Nello scenario A (il meno drammatico), sono soprattutto cinque le conseguenze che mi pare ragionevole attendersi.
Un (modesto) rallentamento della crescita, dovuto alla contrazione del commercio internazionale e dei flussi turistici.
Un rallentamento del processo di trasferimento della sovranità dagli stati nazionali alle entità sovranazionali;
Un rafforzamento politico della maggior parte dei governi nazionali in carica.
Un aumento della spesa e dell’indebitamento pubblico, con lievi effetti sui tassi di interesse sui titoli di stato;
Un qualche restringimento delle nostre libertà e dei nostri diritti, come la privacy, la libertà di movimento, le garanzie nel processo, la possibilità di controllare il potere politico e amministrativo.

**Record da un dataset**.
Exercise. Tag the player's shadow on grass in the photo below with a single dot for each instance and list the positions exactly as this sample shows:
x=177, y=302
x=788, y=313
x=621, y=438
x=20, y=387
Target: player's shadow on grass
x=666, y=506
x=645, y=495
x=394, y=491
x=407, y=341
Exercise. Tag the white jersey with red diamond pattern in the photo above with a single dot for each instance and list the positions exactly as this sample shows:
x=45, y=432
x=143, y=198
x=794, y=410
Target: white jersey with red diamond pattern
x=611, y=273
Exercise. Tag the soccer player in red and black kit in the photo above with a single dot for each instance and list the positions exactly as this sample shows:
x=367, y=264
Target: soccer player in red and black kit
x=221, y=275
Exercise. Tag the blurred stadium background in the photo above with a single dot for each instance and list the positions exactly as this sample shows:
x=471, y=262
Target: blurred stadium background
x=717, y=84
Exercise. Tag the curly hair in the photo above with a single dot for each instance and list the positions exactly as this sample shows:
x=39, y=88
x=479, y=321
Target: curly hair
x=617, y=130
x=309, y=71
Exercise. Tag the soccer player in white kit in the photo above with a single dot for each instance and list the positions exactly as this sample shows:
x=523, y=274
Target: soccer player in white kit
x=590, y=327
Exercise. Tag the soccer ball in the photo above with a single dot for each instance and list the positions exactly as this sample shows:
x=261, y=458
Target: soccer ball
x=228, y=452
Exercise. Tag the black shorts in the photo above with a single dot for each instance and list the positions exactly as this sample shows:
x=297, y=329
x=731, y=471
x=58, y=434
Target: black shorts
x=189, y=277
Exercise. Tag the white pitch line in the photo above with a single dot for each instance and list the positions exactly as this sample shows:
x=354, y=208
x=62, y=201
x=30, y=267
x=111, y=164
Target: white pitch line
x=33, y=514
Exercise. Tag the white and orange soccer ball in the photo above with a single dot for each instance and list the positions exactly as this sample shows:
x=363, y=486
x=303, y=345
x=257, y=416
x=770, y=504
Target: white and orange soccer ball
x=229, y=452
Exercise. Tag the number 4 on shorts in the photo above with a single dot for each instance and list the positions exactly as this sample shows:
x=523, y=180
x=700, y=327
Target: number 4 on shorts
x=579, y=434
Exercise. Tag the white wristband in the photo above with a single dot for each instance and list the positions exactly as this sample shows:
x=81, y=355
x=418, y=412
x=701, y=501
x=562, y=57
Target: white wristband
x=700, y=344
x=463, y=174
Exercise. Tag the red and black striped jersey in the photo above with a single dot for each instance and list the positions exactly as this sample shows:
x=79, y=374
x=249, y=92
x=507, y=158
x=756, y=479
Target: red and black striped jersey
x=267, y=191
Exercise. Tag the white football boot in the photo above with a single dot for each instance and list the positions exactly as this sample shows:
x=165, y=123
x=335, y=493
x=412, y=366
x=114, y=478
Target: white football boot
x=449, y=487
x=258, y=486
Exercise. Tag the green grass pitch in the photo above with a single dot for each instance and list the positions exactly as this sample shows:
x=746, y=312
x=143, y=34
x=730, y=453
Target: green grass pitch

**Compiti scritti**.
1. Nell'estratto sullo scenario A, a cosa è dovuto il modesto rallentamento della crescita?
2. Formatta come lista JSON di stringhe le righe dell'elenco, dall'inizio fino alla riga che contiene "x=309, y=71", compresa. Metti una stringa per riga e salta le righe vuote.

**Risposte ai compiti**.
1. Alla contrazione del commercio internazionale e dei flussi turistici.

2.
[
  "Exercise. Tag the player's shadow on grass in the photo below with a single dot for each instance and list the positions exactly as this sample shows:",
  "x=177, y=302",
  "x=788, y=313",
  "x=621, y=438",
  "x=20, y=387",
  "Target: player's shadow on grass",
  "x=666, y=506",
  "x=645, y=495",
  "x=394, y=491",
  "x=407, y=341",
  "Exercise. Tag the white jersey with red diamond pattern in the photo above with a single dot for each instance and list the positions exactly as this sample shows:",
  "x=45, y=432",
  "x=143, y=198",
  "x=794, y=410",
  "Target: white jersey with red diamond pattern",
  "x=611, y=273",
  "Exercise. Tag the soccer player in red and black kit in the photo above with a single dot for each instance and list the positions exactly as this sample shows:",
  "x=367, y=264",
  "Target: soccer player in red and black kit",
  "x=221, y=275",
  "Exercise. Tag the blurred stadium background in the photo above with a single dot for each instance and list the positions exactly as this sample shows:",
  "x=471, y=262",
  "Target: blurred stadium background",
  "x=717, y=84",
  "Exercise. Tag the curly hair in the photo above with a single dot for each instance and list the positions exactly as this sample shows:",
  "x=39, y=88",
  "x=479, y=321",
  "Target: curly hair",
  "x=617, y=130",
  "x=309, y=71"
]